## Begin Input for this task

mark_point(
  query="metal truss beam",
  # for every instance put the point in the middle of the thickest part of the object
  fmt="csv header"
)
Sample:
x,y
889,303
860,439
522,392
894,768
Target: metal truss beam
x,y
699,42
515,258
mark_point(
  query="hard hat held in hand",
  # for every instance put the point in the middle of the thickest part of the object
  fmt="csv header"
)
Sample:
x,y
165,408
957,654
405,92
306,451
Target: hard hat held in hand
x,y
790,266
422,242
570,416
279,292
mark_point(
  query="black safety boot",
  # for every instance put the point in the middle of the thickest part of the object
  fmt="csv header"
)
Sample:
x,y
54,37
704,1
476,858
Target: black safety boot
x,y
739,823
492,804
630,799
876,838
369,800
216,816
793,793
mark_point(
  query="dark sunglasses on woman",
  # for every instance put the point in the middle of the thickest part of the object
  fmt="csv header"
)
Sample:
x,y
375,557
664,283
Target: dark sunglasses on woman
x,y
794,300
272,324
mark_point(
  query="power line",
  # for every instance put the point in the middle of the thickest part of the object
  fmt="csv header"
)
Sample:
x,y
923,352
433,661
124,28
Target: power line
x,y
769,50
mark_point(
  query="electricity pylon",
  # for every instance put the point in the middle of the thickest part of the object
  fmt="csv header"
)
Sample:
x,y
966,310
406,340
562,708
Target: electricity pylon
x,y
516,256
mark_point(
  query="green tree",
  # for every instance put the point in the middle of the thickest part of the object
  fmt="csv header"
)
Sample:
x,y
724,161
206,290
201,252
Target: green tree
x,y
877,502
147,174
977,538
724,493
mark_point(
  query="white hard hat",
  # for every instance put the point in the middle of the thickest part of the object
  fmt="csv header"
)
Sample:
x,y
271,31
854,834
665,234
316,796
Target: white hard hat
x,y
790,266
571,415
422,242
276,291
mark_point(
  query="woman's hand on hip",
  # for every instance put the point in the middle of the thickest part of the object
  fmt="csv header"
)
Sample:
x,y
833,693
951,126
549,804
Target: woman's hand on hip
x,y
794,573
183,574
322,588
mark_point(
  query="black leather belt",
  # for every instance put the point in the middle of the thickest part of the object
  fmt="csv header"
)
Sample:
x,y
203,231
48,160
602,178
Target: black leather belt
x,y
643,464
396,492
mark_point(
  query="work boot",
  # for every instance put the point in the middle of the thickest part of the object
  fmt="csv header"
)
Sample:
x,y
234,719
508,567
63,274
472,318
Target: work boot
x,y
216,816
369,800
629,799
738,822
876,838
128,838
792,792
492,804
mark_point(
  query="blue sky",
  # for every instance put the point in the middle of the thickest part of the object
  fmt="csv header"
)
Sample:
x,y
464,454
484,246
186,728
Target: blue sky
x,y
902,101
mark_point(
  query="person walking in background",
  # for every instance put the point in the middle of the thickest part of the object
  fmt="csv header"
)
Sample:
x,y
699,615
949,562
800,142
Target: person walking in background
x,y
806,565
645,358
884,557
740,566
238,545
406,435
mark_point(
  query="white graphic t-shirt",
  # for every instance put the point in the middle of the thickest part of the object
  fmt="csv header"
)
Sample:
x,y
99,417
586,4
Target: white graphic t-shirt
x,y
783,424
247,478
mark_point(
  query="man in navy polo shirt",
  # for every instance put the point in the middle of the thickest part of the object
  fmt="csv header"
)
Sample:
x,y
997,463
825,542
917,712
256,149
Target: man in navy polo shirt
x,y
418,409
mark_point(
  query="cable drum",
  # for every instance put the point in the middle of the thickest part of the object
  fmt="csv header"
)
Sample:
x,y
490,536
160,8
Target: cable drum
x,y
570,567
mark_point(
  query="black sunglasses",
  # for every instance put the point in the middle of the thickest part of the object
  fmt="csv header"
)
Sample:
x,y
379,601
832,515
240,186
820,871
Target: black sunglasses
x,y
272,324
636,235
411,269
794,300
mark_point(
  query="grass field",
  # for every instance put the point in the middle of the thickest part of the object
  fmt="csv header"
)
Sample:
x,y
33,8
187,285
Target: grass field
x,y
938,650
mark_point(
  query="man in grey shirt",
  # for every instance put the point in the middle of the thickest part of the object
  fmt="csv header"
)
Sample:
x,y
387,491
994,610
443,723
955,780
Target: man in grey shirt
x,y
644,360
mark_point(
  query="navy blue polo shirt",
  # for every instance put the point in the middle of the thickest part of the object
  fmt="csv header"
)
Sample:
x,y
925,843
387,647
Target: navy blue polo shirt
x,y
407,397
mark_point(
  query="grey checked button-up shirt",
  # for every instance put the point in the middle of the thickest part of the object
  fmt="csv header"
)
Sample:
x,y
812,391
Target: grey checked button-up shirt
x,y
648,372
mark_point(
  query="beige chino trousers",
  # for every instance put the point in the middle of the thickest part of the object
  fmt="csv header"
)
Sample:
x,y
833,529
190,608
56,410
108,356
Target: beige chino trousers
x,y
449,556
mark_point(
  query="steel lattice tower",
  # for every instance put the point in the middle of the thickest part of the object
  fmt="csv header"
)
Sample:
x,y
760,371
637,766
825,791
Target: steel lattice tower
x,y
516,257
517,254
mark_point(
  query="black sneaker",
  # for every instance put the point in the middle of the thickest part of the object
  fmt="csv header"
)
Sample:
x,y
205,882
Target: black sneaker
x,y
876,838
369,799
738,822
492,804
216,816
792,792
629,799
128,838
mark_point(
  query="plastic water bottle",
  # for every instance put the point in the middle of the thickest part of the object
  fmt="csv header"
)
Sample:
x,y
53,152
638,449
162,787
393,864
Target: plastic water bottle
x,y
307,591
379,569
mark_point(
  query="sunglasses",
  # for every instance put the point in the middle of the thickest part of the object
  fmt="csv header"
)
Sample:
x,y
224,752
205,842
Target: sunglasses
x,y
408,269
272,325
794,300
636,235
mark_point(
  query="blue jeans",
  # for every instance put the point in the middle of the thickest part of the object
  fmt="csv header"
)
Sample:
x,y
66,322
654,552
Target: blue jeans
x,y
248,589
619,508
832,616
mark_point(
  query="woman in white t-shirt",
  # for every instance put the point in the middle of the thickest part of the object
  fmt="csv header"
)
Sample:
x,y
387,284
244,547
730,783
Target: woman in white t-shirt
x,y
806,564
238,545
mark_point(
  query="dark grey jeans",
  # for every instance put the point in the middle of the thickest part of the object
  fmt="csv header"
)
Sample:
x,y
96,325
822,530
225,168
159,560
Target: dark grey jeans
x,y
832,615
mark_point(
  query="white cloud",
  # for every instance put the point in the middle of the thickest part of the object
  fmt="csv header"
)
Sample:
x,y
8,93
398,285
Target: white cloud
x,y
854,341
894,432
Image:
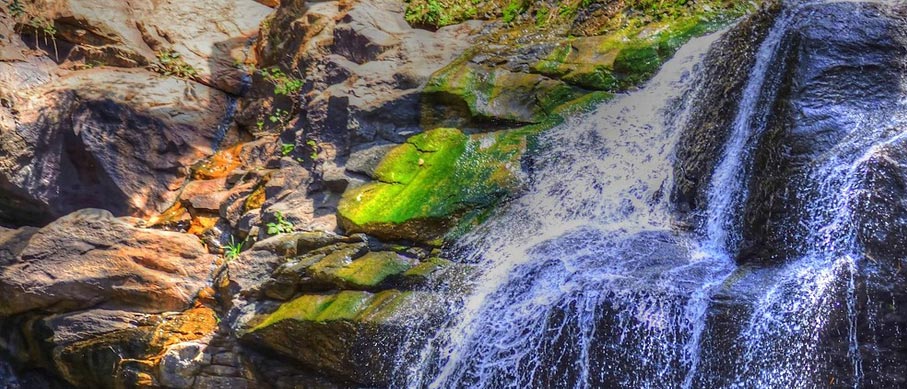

## End Input for this task

Pull out each line in the records above that contains the string "leather". Case counts, so a line matches only if the capitalization is identical.

> **Finished answer**
  query="black leather belt",
Target: black leather belt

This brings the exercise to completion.